**OBJETIVO A:** Indica cuántas líneas del listado contienen la palabra "background". Responde únicamente con el número.

**TEXTO PROPORCIONADO:**
--*--

La ciencia-ficción ha tenido una presencia continuada en el cine desde sus inicios (ver Viaje a la Luna de Georges Méliès). Lo mismo se puede decir de la televisión y por las mismas razones. De hecho, las películas de ciencia-ficción constituyeron un importante precursor a los programas de televisión del género. Ambos medios, por tanto, guardan una cercana relación.

Durante la primera mitad de los cincuenta, la radio y la televisión compitieron por la preeminencia –y la supervivencia– sirviéndose en sus programas de los géneros temáticos, entre ellos la ciencia-ficción. Pero el resultado de la contienda era inevitable. La propia televisión era una tecnología tan nueva y sorprendente que ella misma casi parecía un ejemplo perfecto de ciencia-ficción, y al final de la década había establecido claramente su dominio. Como resultado, los programas dramáticos radiofónicos, antaño inmensamente apreciados, desaparecieron completamente de la cultura popular norteamericana.

La genealogía de la ciencia-ficción televisiva es más extensa de lo que a primera vista puede parecer. Sus predecesores más directos fueron los seriales cinematográficos de los años treinta, en particular los tres de Flash Gordon y el de Buck Rogers, todos ellos protagonizados por el atlético Buster Crabbe. Estos seriales, a su vez, estaban basados en los cómics de prensa que, por su parte, bebían de las populares space opera que se publicaban en las revistas pulp.

De hecho, los seriales cinematográficos fueron desapareciendo rápidamente una vez la televisión se convirtió en un medio cada vez más extendido. Aquellas aventuras de ciencia-ficción, de orientación infantil y juvenil, que una vez dominaron las sesiones matinales de los sábados, se mudaron a la pequeña pantalla. Ésta, sin embargo, se hallaba en aquellos años fundacionales seriamente limitada por consideraciones presupuestarias, y los imprescindibles efectos especiales eran aún peores que los utilizados en los seriales cinematográficos de veinte años atrás. Tomando como modelo a los héroes espaciales popularizados en seriales y cómics y creando aventuras dirigidas claramente a un público infantil, las primeras series de ciencia-ficción televisiva consiguieron, no obstante, abrirse un hueco en la imaginación popular.

--*--

**DATOS REGISTRADOS:**

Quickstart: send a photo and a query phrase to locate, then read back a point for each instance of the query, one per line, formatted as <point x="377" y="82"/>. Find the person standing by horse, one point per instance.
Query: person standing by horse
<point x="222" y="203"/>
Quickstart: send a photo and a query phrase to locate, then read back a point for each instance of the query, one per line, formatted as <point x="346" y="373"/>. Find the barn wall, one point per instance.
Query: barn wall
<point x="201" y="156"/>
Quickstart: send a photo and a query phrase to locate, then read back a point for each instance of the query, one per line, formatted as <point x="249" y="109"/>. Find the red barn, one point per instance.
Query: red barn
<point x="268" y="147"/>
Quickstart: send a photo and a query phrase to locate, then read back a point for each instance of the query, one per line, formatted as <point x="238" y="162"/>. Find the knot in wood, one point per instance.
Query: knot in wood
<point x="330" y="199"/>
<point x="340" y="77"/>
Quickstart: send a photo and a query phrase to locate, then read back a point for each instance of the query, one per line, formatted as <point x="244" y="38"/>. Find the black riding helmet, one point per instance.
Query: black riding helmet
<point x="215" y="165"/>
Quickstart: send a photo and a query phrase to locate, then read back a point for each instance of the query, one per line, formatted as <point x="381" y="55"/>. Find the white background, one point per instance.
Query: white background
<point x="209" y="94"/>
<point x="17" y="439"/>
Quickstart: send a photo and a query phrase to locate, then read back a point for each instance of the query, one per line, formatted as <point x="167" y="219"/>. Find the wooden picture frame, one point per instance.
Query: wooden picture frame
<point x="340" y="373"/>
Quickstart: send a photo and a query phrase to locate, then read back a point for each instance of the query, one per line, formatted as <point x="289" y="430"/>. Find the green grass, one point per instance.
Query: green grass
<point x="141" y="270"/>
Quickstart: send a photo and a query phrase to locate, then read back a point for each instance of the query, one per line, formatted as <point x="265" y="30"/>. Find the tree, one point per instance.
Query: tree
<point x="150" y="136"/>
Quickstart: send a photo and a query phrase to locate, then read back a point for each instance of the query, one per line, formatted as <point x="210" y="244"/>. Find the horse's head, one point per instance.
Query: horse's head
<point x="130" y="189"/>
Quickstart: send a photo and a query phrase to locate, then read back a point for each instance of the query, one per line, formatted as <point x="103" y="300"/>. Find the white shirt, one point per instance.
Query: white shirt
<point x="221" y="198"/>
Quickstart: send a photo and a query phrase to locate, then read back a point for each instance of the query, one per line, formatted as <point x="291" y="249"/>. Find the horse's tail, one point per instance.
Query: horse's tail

--*--

**OBJETIVO B:** Reproduce sin cambios el fragmento del texto sobre la ciencia-ficción en televisión que comienza con las palabras "La genealogía de" y termina con "las revistas pulp.".

**SOLUCIÓN A:** 2

**SOLUCIÓN B:**
La genealogía de la ciencia-ficción televisiva es más extensa de lo que a primera vista puede parecer. Sus predecesores más directos fueron los seriales cinematográficos de los años treinta, en particular los tres de Flash Gordon y el de Buck Rogers, todos ellos protagonizados por el atlético Buster Crabbe. Estos seriales, a su vez, estaban basados en los cómics de prensa que, por su parte, bebían de las populares space opera que se publicaban en las revistas pulp.